EXERCISE GOAL — Convert the records below into a JSON list of strings, with one string for each line and no blank lines. Leave the pictures out of the answer.

* * * * * * * * *

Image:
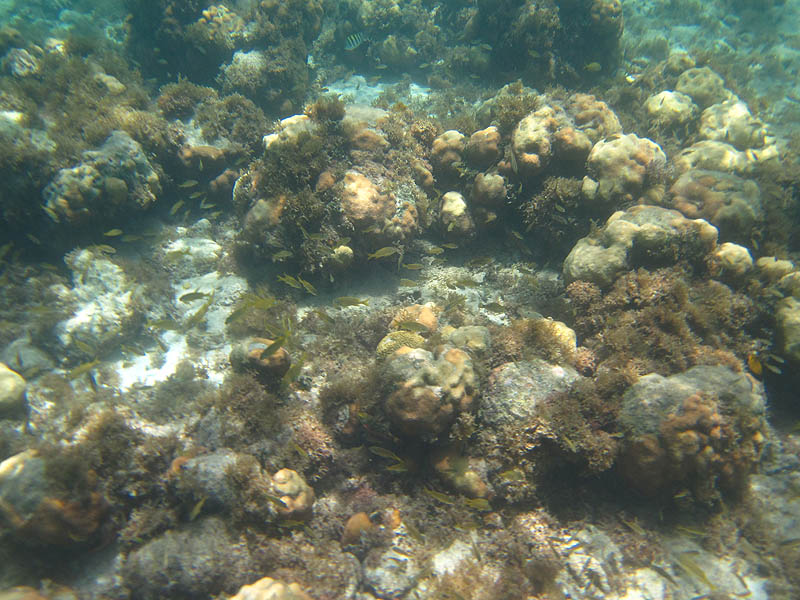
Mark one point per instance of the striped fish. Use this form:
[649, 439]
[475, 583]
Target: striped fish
[354, 40]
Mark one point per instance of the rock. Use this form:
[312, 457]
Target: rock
[787, 320]
[294, 492]
[482, 149]
[289, 129]
[363, 204]
[12, 390]
[106, 301]
[447, 150]
[463, 474]
[113, 85]
[428, 392]
[396, 340]
[489, 190]
[703, 85]
[642, 235]
[516, 391]
[356, 526]
[712, 155]
[731, 262]
[621, 168]
[270, 589]
[678, 61]
[249, 356]
[23, 592]
[82, 193]
[593, 118]
[456, 219]
[773, 268]
[20, 63]
[669, 109]
[206, 476]
[205, 160]
[700, 431]
[392, 572]
[39, 515]
[474, 338]
[421, 314]
[341, 259]
[531, 140]
[730, 203]
[731, 122]
[591, 260]
[196, 561]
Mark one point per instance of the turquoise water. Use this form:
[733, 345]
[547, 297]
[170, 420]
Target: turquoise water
[381, 299]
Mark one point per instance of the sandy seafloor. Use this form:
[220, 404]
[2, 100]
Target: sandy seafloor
[376, 356]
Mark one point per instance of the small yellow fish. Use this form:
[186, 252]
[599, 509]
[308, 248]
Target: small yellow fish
[201, 312]
[754, 364]
[81, 369]
[439, 496]
[481, 504]
[5, 249]
[272, 348]
[52, 214]
[307, 286]
[383, 252]
[384, 453]
[192, 296]
[324, 316]
[281, 254]
[197, 508]
[294, 370]
[412, 326]
[165, 324]
[343, 301]
[290, 281]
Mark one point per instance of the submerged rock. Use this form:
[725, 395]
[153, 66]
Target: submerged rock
[700, 431]
[640, 236]
[267, 588]
[196, 561]
[516, 391]
[113, 182]
[429, 392]
[12, 390]
[40, 515]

* * * * * * * * *

ANSWER TO THE EXERCISE —
[
  "Image:",
  "Mark one point per instance of the striped fish. Use this form:",
  "[649, 439]",
  "[475, 583]",
  "Target: striped fish",
  "[354, 40]",
  "Mark one point per instance of the rock. Use this form:",
  "[312, 457]",
  "Target: rock",
  "[787, 320]",
  "[294, 492]",
  "[482, 149]",
  "[289, 129]",
  "[363, 204]",
  "[12, 390]",
  "[106, 301]",
  "[447, 150]",
  "[463, 474]",
  "[113, 85]",
  "[428, 392]",
  "[396, 340]",
  "[489, 190]",
  "[703, 85]",
  "[642, 235]",
  "[516, 391]",
  "[356, 526]",
  "[712, 155]",
  "[731, 262]",
  "[621, 168]",
  "[270, 589]",
  "[678, 61]",
  "[249, 356]",
  "[23, 592]",
  "[82, 193]",
  "[593, 118]",
  "[456, 219]",
  "[773, 268]",
  "[20, 63]",
  "[669, 109]",
  "[206, 476]",
  "[205, 160]",
  "[700, 431]",
  "[392, 572]",
  "[39, 515]",
  "[474, 338]",
  "[421, 314]",
  "[341, 259]",
  "[531, 140]",
  "[730, 203]",
  "[731, 122]",
  "[591, 260]",
  "[196, 561]",
  "Mark one point per instance of the turquoise water. Use this form:",
  "[733, 345]",
  "[547, 297]",
  "[170, 420]",
  "Target: turquoise water",
  "[381, 299]",
  "Mark one point per instance of the sandy seafloor. Use this form:",
  "[220, 404]",
  "[2, 100]",
  "Target: sandy seafloor",
  "[376, 356]",
  "Mark one point per instance of the small yellow fish. Use this form:",
  "[186, 252]",
  "[599, 509]",
  "[308, 248]",
  "Target: small yellow fish",
  "[201, 312]",
  "[754, 364]",
  "[81, 369]",
  "[439, 496]",
  "[481, 504]",
  "[5, 249]",
  "[272, 348]",
  "[52, 214]",
  "[307, 286]",
  "[383, 252]",
  "[384, 453]",
  "[192, 296]",
  "[324, 316]",
  "[281, 254]",
  "[197, 508]",
  "[294, 370]",
  "[412, 326]",
  "[165, 324]",
  "[343, 301]",
  "[290, 281]",
  "Mark one point per instance of the submerged rock. Use this form:",
  "[725, 395]",
  "[153, 66]",
  "Target: submerged rock",
  "[700, 431]",
  "[640, 236]",
  "[267, 588]",
  "[196, 561]",
  "[516, 391]",
  "[113, 182]",
  "[429, 392]",
  "[12, 390]",
  "[40, 515]"
]